[Source records]
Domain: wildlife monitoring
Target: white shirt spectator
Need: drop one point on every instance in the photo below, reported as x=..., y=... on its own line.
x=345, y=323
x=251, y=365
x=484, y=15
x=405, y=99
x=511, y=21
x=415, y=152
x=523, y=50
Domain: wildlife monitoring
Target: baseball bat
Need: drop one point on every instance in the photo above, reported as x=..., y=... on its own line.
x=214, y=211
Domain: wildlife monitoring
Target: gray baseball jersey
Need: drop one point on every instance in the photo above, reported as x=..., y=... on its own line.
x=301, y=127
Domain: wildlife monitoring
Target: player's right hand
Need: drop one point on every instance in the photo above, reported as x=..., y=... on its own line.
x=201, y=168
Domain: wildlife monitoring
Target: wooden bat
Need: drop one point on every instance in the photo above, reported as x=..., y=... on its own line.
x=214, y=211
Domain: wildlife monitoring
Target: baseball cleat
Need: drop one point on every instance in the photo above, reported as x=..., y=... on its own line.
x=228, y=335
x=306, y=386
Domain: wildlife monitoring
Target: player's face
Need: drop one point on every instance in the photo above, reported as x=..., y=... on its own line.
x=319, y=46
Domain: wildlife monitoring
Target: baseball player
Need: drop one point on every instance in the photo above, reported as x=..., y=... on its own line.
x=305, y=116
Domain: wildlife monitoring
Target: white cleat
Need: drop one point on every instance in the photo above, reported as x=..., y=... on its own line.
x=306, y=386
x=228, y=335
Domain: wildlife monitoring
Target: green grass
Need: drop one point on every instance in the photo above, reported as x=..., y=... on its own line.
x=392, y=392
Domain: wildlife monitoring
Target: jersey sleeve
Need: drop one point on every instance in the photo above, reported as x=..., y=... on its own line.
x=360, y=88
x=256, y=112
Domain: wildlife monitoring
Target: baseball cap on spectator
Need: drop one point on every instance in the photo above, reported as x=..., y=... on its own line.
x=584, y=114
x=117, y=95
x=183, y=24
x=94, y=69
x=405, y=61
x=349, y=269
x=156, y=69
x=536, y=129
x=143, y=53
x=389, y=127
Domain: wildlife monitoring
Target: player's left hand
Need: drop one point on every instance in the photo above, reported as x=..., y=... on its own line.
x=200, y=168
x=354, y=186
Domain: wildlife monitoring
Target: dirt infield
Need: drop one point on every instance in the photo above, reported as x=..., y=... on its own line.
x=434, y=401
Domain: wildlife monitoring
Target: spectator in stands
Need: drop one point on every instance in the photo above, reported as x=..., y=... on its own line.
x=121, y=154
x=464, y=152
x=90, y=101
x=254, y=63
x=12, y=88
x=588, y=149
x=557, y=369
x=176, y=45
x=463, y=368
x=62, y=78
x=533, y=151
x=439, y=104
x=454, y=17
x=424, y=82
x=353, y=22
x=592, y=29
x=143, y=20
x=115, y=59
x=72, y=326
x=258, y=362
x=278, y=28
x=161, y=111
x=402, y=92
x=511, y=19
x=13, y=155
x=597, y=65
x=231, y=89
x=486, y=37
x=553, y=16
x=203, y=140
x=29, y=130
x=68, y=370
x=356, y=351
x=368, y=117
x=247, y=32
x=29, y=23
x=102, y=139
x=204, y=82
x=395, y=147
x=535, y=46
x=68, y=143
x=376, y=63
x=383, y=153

Problem to work on:
Copy each line of the entries that includes the word "player".

Solved problem:
Target: player's right hand
Target: player's face
Target: baseball player
Target: player's left hand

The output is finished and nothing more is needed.